> **Page extract**:
My own daughter has been diagnosed and treated with RAI for Grave's 3 years ago. Now she is dealing with depression and an eating disorder and possibly has Hashi's as well (although it is really hard to get all of the correct labs documented while she is in a psychiatric hospital). Two doctors have told her that she also has a T4 to T3 conversion problem. She is now on 120 mg. of Armour thyroid, but it is anyone's guess if this is the correct dosage for her (since her doc states that the TSH and free T4 are all the labs that he needs to run on her to adjust dosage).

It is my mission in life to encourage my daughter to educate herself on various aspects of her thyroid, her female hormones, and correct nutrient levels so she can better deal with all of her emotional issues. I hope you are able to help your two boys do the same so that they can take charge of their health issues as they mature into young men.


----------



## jen1970 (Jul 9, 2010)

We are still waiting on lab results for my son that has hypothyroidism/hashi. I asked the doctor to run all the antibodies since the other doctors didn't check them and only one checked TPO. He had his ultrasound yesterday and the tech said she saw one small sized cystic type nodule and several smaller ones. She said no mass was seen, but his thyroid was very rubbery and she also said strange sights suggestive of scar tissue. WHY didn't the other doctors do more testing? It seems like I am having to push for all the tests. Confused and upset. Two pedi endo were no help. I will insist on more in-depth testing. Other son is doing fine on his Armour.


----------



## Andros (Aug 26, 2009)

jen1970 said:


> We are still waiting on lab results for my son that has hypothyroidism/hashi. I asked the doctor to run all the antibodies since the other doctors didn't check them and only one checked TPO. He had his ultrasound yesterday and the tech said she saw one small sized cystic type nodule and several smaller ones. She said no mass was seen, but his thyroid was very rubbery and she also said strange sights suggestive of scar tissue. WHY didn't the other doctors do more testing? It seems like I am having to push for all the tests. Confused and upset. Two pedi endo were no help. I will insist on more in-depth testing. Other son is doing fine on his Armour.


Unbelievable! But you are pushing and you are getting results. It sure makes you lose faith in pediatrics. Our children are so precious and they deserve the best medical care available.

When you get those test results in, we sure will want to see them and the ranges when you have the time.

Good news about the other son! Is he #1 or #2 son?


----------



## jen1970 (Jul 9, 2010)

> **Data excerpts**:
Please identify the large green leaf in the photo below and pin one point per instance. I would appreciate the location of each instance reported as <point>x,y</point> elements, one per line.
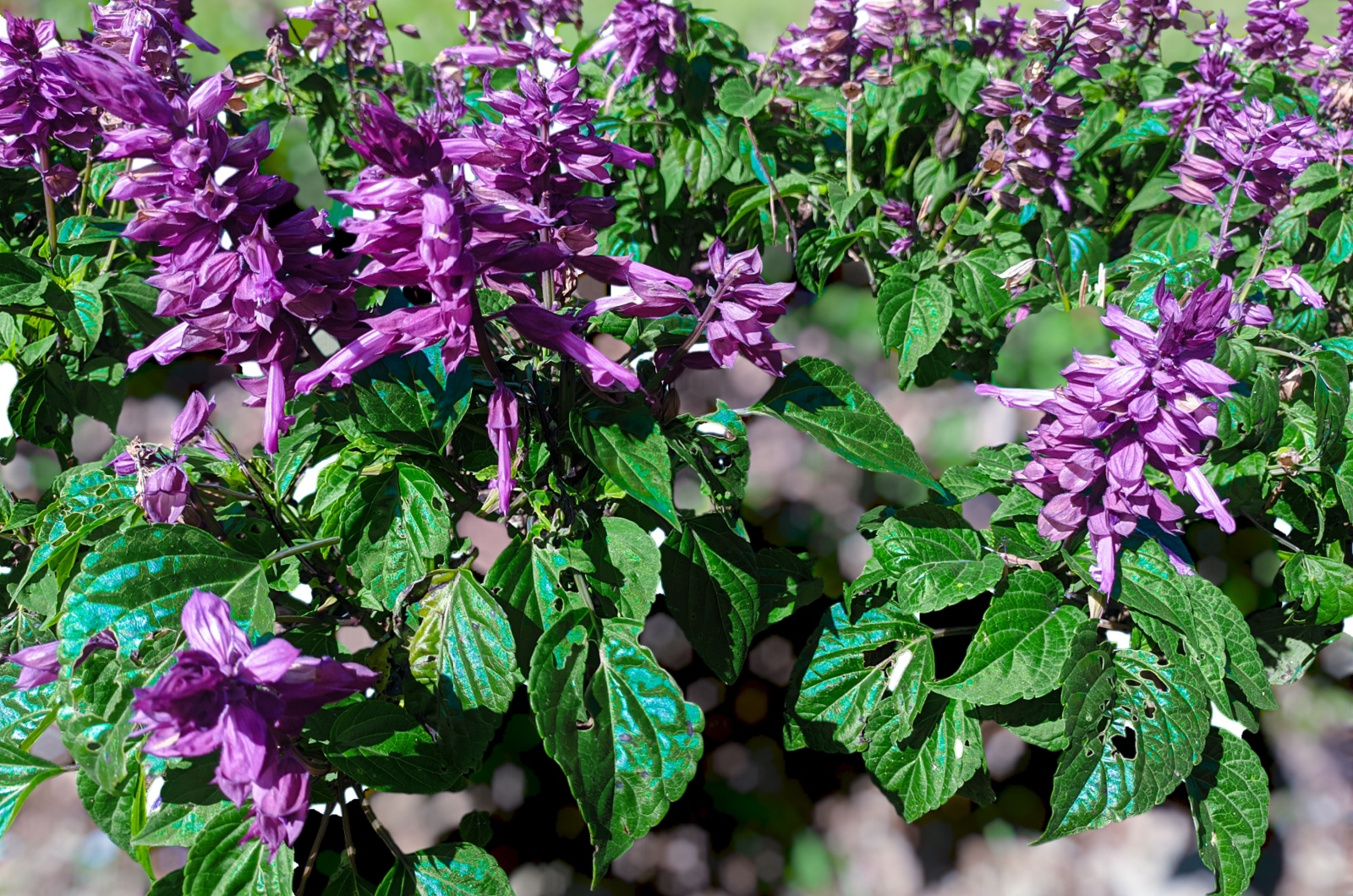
<point>463,664</point>
<point>922,769</point>
<point>710,587</point>
<point>1214,635</point>
<point>394,528</point>
<point>1229,796</point>
<point>386,749</point>
<point>617,724</point>
<point>19,774</point>
<point>912,317</point>
<point>221,865</point>
<point>409,401</point>
<point>1023,644</point>
<point>934,567</point>
<point>1321,583</point>
<point>879,664</point>
<point>823,400</point>
<point>1136,726</point>
<point>137,581</point>
<point>448,869</point>
<point>627,444</point>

> **Task item**: Could you retype, word for word, the stretch of the thyroid forum thread above from "When you get" through "#1 or #2 son?"?

> **Answer to this problem**:
When you get those test results in, we sure will want to see them and the ranges when you have the time.

Good news about the other son! Is he #1 or #2 son?